* START READING TEXT *

HTMLpurifier remove cc email between tags

35 Views Asked by At

I'm using HTMLpurifier to sanitize inputs in my PHP application:

I have CC and BCC inputs something like:

Test Admin <[email protected]>

when I do purify this string, it only keeps: Test Admin (without email between tags)

Please advise!

1

There are 1 best solutions below

0
pinkgothic On

This probably means you've got an escaping issue somewhere in your pipeline before HTML Purifier - something that's putting E-Mail text into an HTML context without HTML escaping it. HTML you need to purify that looks like this:

<p><label for "id">Email</label><span id="email">Test Admin <[email protected]></span></p>

...should really look like this:

<p><label for "id">Email</label><span id="email">Test Admin &lt;[email protected]&gt;</span></p>

If you have no control over the step that's inserting data into the HTML you ultimately want to purify before displaying, you can use this to preprocess your HTML before feeding it to HTML Purifier:

$htmlWithEmail = preg_replace('/<([^<>@]*@[^<>@]*)>/', '&lt;${1}&gt;', $htmlWithEmail);

On the other hand - and I mention this because I know only a little bit about your use-case right now - if you're not actually trying to preserve HTML, if the string you're purifying is literally just Test Admin <[email protected]> with nothing else (unlike the example I crafted above), htmlspecialchars() should be your weapon of choice when outputting into HTML, not HTML Purifier.

* END READING TEXT *
* START THE INPUT *

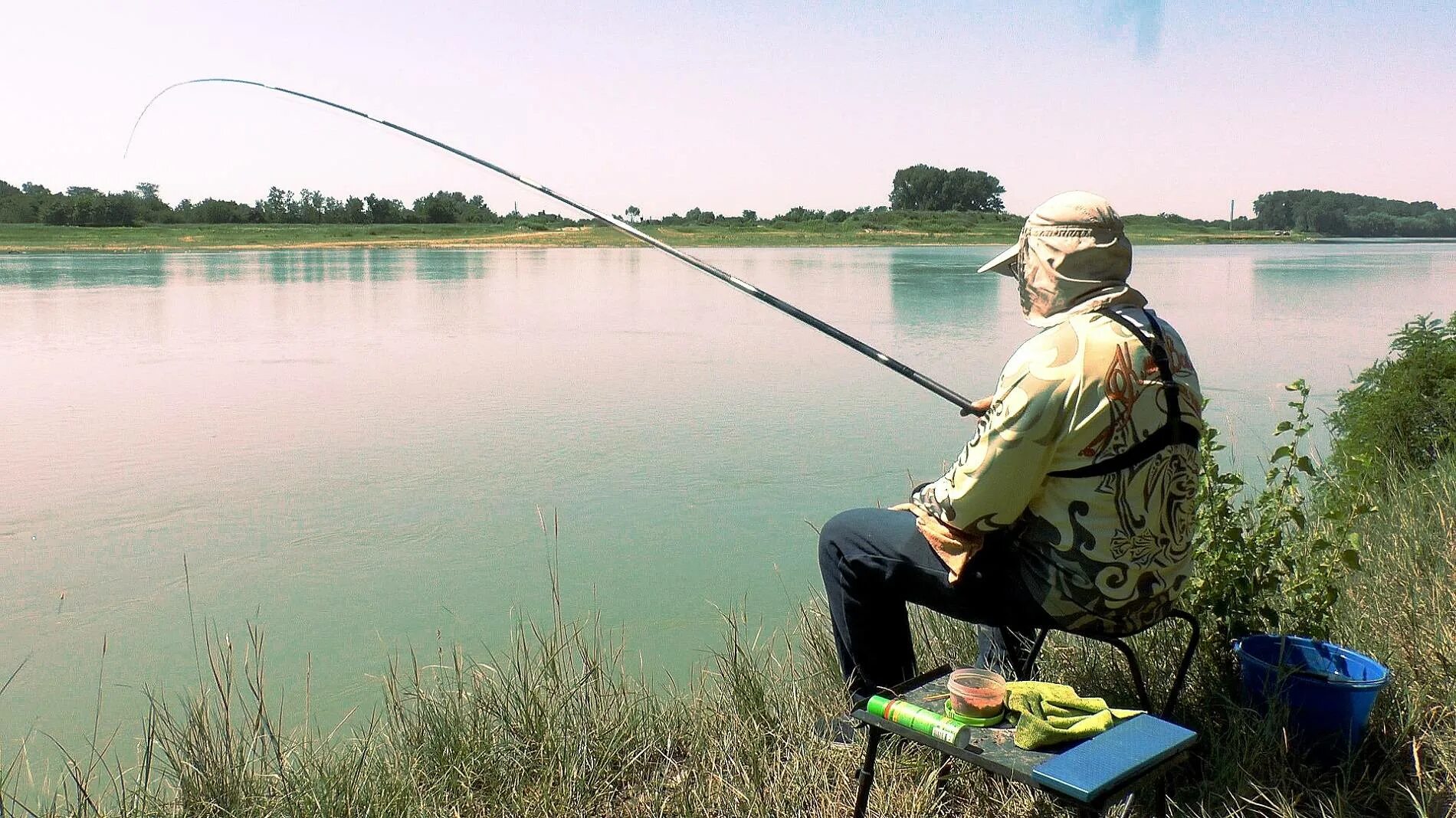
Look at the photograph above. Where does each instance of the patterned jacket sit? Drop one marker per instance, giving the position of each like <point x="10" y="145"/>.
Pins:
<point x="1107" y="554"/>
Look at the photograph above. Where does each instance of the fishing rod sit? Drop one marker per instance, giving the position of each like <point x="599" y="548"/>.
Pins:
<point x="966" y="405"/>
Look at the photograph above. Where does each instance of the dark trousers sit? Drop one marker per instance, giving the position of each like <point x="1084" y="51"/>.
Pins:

* END THE INPUT *

TO DO
a: In the HTML Purifier thread, which PHP function does the reply recommend when the string being purified is only a name and an email address with nothing else?
b: Print every line of the records again word for word, leaving the pictures out of your answer.

EXERCISE SOLUTIONS
a: htmlspecialchars()

b:
Look at the photograph above. Where does each instance of the patterned jacket sit? Drop one marker per instance, giving the position of each like <point x="10" y="145"/>.
Pins:
<point x="1107" y="554"/>
Look at the photograph above. Where does each instance of the fishing rod sit? Drop one marker per instance, giving the position of each like <point x="599" y="548"/>.
Pins:
<point x="966" y="405"/>
Look at the photograph above. Where does each instance of the dark trousers sit? Drop one marker per instance, giving the position of each like <point x="1084" y="51"/>.
Pins:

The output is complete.